Exercise brief>
In the paper on the ELICIT project, what does the name ELICIT stand for?

Excerpt>
***

Grounding Staff Development for Networked Learning Environments

Erica McAteer, Allison Littlejohn, Susi Peacock, Charles Juwah, Dennis Bates,

Stephen Bruce

University of Glasgow, University of Strathclyde, Queen Margaret University College,

Robert Gordon University, Napier University

e.mcateer@educ.gla.ac.uk

ABSTRACT

The presentation to the Networked Learning Conference session participants will describe some of the research, development and practice experience that underpinned the ScotCIT* ELICIT materials development, funded by the Scottish Higher Education Funding Council (SHEFC) the rationale for its use in that development, and outcomes of expert practitioner review of some of the materials for networked learning contexts. It will also take forward models of development for flexible on-line courses which can adapt to a variety of contexts, customisable by the user communities concerned.

This paper backgrounds the conference presentation, supporting what we hope will be a framework for discussion and development with participants at the session. Its perspective is very much that of its first author, but with agreement and support from the other members of the project team. All of us feel that we should share the ‘ELICIT’ experience with the wider community as we work on future re-purposing and wider implementation of the resources.

Keywords

CMC; CAA; grounded guidelines; course development; on-line learning;

INTRODUCTION

ELICIT (Enabling Large-scale Institutional implementation of C&IT) was funded by the Scottish Higher Education Funding Council's ScotCIT programme. Five Higher Education Institutions provide the management group of the project, who collaborated on course design, authoring, development, implementation and evaluation of the materials.

As set out in the bid proposal and refined at the first management team meetings, the ELICIT project remit was to produce a set of tutorial modules for staff development of good pedagogical practice in the use of on-line learning resources. As production began, about a year into the project timetable, these were the module headings envisaged:

An introduction to using and integrating Communications and Information Technologies in teaching, learning and assessment

Using computer mediated conferencing in teaching, learning and assessment 

Developing tutor skills for computer mediated conferencing 

Using video conferencing in teaching, learning and assessment 

Developing tutor skills for video conferencing

Developing computer aided assessment

Implementing computer aided assessment

 

Course development: rationale and vision

The pedagogical model upon which these modules were based represents our solution to what we perceived as a gap in provision. At the time there were several useful guides, tutorials and text-books on ‘learning and teaching on-line’ already available to the community, well based in practice experience and often indexing serious educational research. These types of resource are developing and extending currently, through JISC, LTSN and other initiative support. Many of us in the field of ‘sound pedagogical development in the use of ICT’ can vouch for these, as learners and as teachers. What we felt the sector needed was a flexible course which would be based in and developed from such resources, indexing them at relevant points and providing links to copy-right free materials that could be appropriated both for individual and group use. Our vision was that the pedagogical approach for the course should relate to accepted and tried theoretical frameworks for learning (McAteer et al 2002 this volume), its materials, tasks and resources should be relevant and its practice advice should adhere to the principle of grounded guidelines (Crook 2000).

The first module was intended as an introductory framework, indexing themes covered by the individual course modules. Authored toward the end of the course writing process, it would provide an alternation of concept issues and guidance toward initial approaches to developing ICT resources for learning and teaching in higher and further education courses. Whilst it would index examples of content provision as part of this, the emphasis would reflect that of the ELICIT programme, on ‘supporting learning on-line’ rather than on appropriation or creation and development of content for on-line delivery.

***

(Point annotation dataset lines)
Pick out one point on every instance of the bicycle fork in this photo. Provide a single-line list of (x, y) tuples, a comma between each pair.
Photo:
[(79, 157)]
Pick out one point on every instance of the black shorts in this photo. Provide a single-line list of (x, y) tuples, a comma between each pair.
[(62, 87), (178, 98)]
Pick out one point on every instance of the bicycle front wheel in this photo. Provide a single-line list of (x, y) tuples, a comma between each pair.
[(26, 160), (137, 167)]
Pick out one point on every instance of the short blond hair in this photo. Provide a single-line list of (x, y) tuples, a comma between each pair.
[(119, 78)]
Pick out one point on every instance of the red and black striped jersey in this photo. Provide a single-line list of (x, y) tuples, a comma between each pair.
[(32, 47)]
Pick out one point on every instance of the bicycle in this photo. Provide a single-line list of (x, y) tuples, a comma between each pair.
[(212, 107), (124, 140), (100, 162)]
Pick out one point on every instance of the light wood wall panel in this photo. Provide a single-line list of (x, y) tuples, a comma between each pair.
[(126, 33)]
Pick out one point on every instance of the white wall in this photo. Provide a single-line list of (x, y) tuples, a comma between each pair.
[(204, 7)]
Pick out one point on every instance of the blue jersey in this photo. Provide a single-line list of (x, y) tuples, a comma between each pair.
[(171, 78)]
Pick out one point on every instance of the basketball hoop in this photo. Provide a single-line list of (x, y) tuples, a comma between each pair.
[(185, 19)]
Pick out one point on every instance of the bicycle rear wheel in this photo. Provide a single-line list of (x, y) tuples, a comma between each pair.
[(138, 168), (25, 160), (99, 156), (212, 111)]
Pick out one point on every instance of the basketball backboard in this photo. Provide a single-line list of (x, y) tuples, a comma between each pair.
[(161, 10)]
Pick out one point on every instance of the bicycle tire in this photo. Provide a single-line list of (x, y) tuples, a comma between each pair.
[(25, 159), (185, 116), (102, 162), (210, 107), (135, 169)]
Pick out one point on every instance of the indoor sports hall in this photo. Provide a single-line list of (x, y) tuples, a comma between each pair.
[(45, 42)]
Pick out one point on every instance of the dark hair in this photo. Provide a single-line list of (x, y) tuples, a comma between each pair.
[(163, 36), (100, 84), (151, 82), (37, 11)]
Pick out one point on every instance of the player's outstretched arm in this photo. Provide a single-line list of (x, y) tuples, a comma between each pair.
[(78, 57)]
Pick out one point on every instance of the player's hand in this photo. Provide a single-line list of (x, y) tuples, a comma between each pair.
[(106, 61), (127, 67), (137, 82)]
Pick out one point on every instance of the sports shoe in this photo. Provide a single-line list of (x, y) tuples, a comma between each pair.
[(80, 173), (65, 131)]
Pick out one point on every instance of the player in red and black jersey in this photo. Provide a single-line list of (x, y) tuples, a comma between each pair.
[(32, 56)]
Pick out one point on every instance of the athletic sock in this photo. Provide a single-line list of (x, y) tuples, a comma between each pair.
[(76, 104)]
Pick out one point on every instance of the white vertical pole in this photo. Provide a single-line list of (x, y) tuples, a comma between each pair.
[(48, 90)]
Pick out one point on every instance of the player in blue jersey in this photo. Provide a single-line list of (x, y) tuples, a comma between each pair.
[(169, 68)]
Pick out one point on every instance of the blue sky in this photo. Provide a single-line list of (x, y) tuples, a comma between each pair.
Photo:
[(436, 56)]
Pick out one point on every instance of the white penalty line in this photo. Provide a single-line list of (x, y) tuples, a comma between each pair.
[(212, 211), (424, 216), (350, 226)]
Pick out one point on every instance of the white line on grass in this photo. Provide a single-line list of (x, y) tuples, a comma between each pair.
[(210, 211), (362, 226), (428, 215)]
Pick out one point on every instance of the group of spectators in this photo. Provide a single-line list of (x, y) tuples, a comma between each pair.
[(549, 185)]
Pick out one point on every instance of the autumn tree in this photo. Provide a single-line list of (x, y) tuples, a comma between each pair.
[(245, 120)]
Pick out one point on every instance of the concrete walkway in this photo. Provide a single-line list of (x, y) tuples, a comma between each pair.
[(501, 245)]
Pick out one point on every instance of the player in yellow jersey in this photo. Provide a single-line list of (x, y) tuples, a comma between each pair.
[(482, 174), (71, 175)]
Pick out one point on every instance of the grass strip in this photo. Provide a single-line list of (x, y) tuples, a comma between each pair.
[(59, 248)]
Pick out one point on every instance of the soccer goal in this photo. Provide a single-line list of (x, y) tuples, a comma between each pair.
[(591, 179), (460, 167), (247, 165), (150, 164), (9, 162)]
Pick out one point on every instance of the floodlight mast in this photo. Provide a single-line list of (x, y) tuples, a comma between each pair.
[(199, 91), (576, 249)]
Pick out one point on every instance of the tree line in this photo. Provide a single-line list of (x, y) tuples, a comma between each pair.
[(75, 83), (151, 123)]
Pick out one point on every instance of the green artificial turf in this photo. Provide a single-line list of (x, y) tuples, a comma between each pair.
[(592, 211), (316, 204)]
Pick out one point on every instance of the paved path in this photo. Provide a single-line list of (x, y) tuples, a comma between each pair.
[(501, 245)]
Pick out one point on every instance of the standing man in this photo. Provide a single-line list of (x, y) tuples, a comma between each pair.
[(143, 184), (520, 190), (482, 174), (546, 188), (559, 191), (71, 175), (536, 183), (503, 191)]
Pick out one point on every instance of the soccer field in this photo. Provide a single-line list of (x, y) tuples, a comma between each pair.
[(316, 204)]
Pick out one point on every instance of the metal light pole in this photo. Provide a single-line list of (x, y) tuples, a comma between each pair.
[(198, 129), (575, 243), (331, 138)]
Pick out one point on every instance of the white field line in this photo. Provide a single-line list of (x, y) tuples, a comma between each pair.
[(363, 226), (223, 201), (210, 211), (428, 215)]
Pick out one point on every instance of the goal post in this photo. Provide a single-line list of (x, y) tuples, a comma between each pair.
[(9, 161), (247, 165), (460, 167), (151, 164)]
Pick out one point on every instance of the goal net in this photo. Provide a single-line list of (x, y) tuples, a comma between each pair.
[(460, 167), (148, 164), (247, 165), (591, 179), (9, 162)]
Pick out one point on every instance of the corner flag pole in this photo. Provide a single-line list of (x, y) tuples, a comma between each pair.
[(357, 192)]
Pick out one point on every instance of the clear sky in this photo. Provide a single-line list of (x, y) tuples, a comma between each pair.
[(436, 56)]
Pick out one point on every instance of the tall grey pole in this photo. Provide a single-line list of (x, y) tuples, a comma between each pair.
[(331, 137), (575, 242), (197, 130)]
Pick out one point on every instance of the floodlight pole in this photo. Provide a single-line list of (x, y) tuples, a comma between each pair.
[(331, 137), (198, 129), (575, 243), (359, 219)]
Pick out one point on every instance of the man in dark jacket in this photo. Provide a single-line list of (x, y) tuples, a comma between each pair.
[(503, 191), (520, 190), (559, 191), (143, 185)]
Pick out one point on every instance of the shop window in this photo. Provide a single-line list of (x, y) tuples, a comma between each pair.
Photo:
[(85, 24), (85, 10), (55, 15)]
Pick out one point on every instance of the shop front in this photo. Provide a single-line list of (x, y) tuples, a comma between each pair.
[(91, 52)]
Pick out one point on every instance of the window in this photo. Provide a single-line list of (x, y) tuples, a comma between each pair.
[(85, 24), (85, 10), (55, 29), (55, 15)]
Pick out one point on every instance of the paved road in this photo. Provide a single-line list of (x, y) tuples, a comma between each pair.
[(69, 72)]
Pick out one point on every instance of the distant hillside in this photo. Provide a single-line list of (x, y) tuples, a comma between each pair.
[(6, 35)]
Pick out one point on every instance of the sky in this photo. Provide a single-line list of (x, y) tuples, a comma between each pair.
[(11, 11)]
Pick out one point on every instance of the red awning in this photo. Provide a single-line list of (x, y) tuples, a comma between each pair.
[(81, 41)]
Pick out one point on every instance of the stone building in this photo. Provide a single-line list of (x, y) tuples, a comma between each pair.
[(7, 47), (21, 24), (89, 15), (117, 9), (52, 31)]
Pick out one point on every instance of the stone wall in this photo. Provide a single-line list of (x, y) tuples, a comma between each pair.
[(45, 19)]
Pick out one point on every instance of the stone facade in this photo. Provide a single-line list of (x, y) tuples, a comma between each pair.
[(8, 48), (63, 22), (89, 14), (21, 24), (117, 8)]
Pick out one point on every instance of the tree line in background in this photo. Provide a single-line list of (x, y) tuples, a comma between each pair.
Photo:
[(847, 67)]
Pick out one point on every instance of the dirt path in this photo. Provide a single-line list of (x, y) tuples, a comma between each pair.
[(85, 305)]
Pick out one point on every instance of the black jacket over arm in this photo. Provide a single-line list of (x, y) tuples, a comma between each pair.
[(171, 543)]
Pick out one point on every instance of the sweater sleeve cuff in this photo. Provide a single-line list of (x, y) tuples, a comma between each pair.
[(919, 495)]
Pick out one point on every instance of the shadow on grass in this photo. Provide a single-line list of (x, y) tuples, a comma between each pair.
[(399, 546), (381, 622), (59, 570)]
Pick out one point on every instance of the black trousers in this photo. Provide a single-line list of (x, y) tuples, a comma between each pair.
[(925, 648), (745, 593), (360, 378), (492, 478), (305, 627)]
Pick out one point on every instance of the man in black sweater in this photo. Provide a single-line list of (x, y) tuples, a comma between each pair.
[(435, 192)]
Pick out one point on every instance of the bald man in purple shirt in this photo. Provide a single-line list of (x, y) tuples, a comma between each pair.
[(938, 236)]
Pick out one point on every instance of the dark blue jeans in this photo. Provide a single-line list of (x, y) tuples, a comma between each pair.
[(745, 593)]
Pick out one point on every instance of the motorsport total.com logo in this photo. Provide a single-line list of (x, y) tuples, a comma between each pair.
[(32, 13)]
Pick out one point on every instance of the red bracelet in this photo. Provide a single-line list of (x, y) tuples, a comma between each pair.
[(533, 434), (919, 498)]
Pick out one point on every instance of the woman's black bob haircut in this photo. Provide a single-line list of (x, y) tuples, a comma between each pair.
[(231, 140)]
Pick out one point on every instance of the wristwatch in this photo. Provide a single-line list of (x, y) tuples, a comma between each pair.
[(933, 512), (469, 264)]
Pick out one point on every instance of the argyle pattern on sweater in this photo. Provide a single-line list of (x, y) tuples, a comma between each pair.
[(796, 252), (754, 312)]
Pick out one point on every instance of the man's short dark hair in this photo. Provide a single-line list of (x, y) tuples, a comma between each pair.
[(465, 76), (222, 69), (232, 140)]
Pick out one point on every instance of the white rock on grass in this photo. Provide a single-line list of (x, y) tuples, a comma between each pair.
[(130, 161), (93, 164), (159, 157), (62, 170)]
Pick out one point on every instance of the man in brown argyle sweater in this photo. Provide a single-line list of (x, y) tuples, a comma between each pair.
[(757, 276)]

***

Output for this exercise>
Enabling Large-scale Institutional implementation of C&IT.